• [Study text]:

# # # # #

Below is the rule code for Game of Jacks (System C, Rule 2), both written out and in the visual representation from my Visual Basic 6 program. The 'N' refers to the neighbor sum and 'S' refers to the state that cell will be changed into (either 1 or 2 because state 0 is the empty cell). For example, the first rule (Rule-Born (N|S): 1|2) means that a cell will be born if the sum of neighbors is 1 and that cell will be born as state = 2. The last rule (Rule-State2 (N|S): 8|2) means that if a cell currently in state 2 has a neighbor sum of 8 it will be set to state 2 in the next iteration (i.e. stay as state 2).

Rule-Born (N|S): 1|2
Rule-State1 (N|S): 1|1, 3|1, 4|2, 6|1, 8|2
Rule-State2 (N|S): 1|1, 3|1, 4|1, 8|2

D. 2-State: From Pattern (Conway-Like)
Self-replicators have been described previously for simple Conway-Like systems by D. Eppstein on his Cellular Automata: Replicators page, but none emerge spontaneously from a small, random field of cells (or if they do, it is quite rare).  I found most of the self-replicators described by Eppstein by starting from a small group of cells, iterating for 512 generations, and then applying the Fourier Transform method to detect self-replicators.  So far, I have not found any new ones. I looked extensively in the rule for Conway's Life (B3/S23) but, as Eppstein also noted, no self-replicating patterns were discovered.

# # # # #

• [Assignment 1]:
In the cellular automata passage, how many generations was a small group of cells iterated before the Fourier Transform method was applied?
• [Assignment 2]:
Quote the cellular automata passage between "D. 2-State: From Pattern" and "patterns were discovered.", inclusive.

• [Data to examine]:
# # # # #

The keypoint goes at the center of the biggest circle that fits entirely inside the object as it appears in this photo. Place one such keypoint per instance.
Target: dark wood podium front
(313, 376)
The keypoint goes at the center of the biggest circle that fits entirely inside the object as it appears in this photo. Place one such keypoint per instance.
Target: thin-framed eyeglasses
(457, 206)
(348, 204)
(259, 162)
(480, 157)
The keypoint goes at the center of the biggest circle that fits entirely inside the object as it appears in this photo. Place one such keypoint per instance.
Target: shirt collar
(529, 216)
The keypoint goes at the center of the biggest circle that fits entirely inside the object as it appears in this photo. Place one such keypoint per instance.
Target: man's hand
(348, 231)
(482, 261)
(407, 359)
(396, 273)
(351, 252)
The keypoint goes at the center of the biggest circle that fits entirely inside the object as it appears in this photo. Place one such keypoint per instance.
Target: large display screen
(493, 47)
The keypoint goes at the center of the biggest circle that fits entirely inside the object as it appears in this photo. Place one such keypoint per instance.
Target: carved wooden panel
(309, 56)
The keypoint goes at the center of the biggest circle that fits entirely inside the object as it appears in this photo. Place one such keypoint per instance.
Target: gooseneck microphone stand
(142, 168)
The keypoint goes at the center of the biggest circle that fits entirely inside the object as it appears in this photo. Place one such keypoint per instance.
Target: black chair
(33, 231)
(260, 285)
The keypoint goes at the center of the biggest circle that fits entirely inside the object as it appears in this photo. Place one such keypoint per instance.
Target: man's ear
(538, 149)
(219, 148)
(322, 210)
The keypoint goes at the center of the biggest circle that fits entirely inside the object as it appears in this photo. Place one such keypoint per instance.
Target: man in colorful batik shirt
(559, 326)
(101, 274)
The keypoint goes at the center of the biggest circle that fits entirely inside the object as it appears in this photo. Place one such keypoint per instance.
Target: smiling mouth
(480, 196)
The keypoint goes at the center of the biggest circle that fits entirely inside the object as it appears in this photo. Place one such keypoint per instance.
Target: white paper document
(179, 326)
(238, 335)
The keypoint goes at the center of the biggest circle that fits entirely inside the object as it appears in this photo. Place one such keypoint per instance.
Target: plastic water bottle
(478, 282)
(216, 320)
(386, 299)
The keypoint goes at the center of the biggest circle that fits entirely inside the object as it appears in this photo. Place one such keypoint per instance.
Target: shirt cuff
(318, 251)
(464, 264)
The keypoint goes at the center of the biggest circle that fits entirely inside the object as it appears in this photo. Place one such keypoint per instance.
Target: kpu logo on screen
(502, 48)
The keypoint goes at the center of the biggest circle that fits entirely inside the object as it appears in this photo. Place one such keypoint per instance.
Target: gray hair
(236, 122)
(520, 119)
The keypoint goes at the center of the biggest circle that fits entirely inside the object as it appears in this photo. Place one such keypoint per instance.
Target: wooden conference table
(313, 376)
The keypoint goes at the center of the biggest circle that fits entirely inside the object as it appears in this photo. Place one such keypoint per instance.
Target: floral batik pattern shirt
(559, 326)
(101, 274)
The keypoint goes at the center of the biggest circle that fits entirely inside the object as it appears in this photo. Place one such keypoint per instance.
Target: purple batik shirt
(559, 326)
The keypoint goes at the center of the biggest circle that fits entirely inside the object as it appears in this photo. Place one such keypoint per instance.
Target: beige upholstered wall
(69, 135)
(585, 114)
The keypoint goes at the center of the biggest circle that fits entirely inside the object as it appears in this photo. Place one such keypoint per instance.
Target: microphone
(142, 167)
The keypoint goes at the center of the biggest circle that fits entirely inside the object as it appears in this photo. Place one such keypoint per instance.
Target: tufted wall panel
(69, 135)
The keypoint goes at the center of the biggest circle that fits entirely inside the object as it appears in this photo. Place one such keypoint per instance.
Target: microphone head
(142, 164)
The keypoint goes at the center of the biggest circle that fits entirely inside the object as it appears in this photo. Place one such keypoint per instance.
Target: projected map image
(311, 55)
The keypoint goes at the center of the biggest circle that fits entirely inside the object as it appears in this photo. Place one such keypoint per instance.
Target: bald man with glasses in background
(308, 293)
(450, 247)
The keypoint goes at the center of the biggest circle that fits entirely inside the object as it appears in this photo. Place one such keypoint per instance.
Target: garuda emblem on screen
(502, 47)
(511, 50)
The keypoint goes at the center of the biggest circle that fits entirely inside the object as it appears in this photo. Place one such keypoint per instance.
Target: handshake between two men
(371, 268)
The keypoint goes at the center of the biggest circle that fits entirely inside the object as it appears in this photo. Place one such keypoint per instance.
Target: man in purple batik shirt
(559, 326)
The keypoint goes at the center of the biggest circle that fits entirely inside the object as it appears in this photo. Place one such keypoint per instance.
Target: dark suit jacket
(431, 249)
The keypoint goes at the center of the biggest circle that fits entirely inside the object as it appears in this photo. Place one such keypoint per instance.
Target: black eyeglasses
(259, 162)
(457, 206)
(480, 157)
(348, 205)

# # # # #

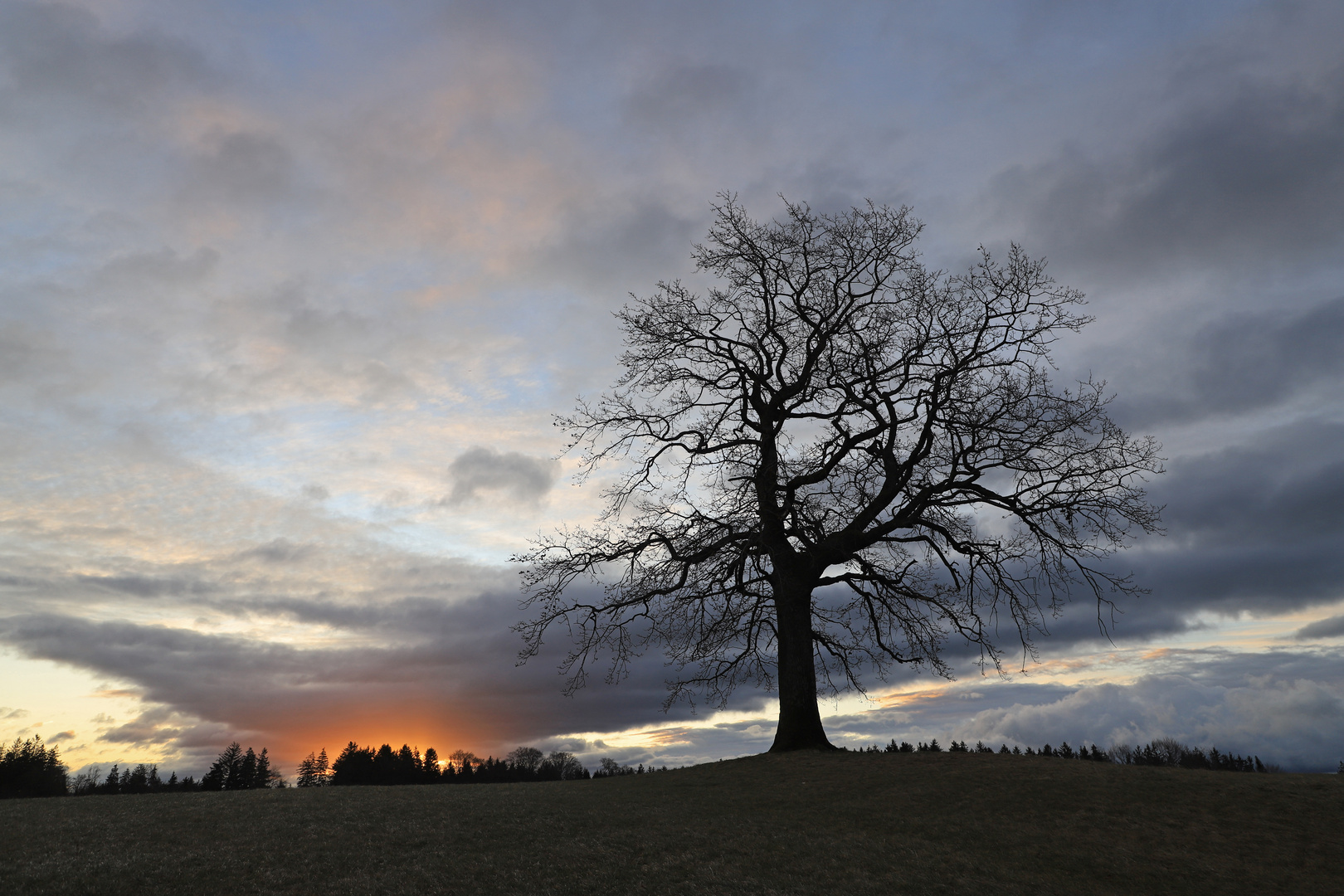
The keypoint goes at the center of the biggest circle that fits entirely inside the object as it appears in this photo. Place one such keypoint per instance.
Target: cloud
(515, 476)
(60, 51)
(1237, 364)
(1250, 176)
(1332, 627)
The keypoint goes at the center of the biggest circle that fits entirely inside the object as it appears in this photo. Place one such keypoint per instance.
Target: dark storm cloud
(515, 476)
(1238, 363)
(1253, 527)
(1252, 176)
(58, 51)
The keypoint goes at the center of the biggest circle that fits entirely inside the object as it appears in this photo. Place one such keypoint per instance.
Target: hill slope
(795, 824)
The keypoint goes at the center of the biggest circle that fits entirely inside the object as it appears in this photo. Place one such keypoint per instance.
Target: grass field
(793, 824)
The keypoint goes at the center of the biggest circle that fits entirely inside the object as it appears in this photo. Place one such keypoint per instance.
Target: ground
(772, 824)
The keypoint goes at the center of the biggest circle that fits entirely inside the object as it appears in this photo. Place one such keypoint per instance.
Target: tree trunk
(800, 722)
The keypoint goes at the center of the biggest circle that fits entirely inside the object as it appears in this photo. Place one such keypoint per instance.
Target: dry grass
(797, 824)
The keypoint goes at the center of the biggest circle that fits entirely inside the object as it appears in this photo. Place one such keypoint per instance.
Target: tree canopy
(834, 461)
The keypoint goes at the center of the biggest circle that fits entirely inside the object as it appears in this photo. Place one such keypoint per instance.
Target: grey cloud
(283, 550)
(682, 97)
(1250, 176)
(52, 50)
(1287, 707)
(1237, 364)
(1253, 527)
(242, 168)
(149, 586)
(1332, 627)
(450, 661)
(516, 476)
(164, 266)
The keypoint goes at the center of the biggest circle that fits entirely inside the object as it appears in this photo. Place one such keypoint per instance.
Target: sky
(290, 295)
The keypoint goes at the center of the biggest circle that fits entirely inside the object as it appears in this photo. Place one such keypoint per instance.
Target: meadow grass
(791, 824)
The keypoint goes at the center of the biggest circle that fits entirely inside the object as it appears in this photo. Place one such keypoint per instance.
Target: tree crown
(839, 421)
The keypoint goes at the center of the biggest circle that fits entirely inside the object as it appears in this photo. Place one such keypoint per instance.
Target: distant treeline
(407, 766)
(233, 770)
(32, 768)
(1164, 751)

# # # # #

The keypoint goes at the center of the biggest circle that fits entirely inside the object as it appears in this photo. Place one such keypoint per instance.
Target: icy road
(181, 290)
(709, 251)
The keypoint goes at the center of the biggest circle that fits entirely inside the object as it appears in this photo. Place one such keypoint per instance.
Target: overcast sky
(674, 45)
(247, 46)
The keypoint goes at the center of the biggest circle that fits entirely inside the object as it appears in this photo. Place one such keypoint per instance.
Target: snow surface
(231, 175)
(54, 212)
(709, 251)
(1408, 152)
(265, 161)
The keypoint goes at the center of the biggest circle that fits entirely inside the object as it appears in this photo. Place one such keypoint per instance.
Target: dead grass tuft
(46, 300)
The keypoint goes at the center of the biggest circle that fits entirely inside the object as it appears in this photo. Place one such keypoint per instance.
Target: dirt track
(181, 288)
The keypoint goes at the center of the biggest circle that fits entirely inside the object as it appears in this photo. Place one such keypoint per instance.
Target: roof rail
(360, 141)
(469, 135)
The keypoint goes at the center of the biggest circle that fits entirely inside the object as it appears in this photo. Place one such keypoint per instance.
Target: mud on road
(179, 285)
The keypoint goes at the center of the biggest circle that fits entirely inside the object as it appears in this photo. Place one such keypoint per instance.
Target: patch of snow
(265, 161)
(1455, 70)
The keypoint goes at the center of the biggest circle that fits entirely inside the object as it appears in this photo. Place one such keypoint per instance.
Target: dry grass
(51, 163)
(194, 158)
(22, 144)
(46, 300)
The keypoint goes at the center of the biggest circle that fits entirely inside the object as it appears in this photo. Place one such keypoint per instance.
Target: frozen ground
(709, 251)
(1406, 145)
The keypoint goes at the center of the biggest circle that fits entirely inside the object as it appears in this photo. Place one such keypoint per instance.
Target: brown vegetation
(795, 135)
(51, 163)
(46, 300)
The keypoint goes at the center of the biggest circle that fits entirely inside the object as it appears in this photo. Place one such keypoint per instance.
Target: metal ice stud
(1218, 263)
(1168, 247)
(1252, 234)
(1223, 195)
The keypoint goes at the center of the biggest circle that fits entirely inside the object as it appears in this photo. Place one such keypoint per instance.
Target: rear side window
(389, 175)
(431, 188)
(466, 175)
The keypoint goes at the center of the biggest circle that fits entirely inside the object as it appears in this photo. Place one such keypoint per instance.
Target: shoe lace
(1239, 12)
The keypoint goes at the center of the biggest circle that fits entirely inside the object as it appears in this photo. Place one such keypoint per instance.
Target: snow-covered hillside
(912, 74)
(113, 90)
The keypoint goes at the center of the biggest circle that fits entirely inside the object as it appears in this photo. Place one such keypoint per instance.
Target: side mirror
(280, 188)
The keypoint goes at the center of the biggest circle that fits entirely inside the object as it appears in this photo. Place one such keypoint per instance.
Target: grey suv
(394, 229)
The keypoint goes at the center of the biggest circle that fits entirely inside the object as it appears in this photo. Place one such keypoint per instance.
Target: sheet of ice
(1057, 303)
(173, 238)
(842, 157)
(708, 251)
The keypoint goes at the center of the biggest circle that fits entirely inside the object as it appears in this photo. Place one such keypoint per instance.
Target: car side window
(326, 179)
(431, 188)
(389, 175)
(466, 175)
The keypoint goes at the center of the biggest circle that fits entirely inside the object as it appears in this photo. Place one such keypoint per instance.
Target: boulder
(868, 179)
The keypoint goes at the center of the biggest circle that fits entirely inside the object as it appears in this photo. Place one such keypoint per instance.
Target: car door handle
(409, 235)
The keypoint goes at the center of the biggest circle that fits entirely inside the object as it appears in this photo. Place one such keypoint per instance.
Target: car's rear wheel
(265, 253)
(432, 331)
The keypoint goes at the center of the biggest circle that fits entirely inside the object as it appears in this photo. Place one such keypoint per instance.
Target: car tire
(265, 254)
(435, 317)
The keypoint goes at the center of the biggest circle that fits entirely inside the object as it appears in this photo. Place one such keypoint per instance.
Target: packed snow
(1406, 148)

# # # # #

• [Response 1]:
512 generations.

• [Response 2]:
D. 2-State: From Pattern (Conway-Like)
Self-replicators have been described previously for simple Conway-Like systems by D. Eppstein on his Cellular Automata: Replicators page, but none emerge spontaneously from a small, random field of cells (or if they do, it is quite rare).  I found most of the self-replicators described by Eppstein by starting from a small group of cells, iterating for 512 generations, and then applying the Fourier Transform method to detect self-replicators.  So far, I have not found any new ones. I looked extensively in the rule for Conway's Life (B3/S23) but, as Eppstein also noted, no self-replicating patterns were discovered.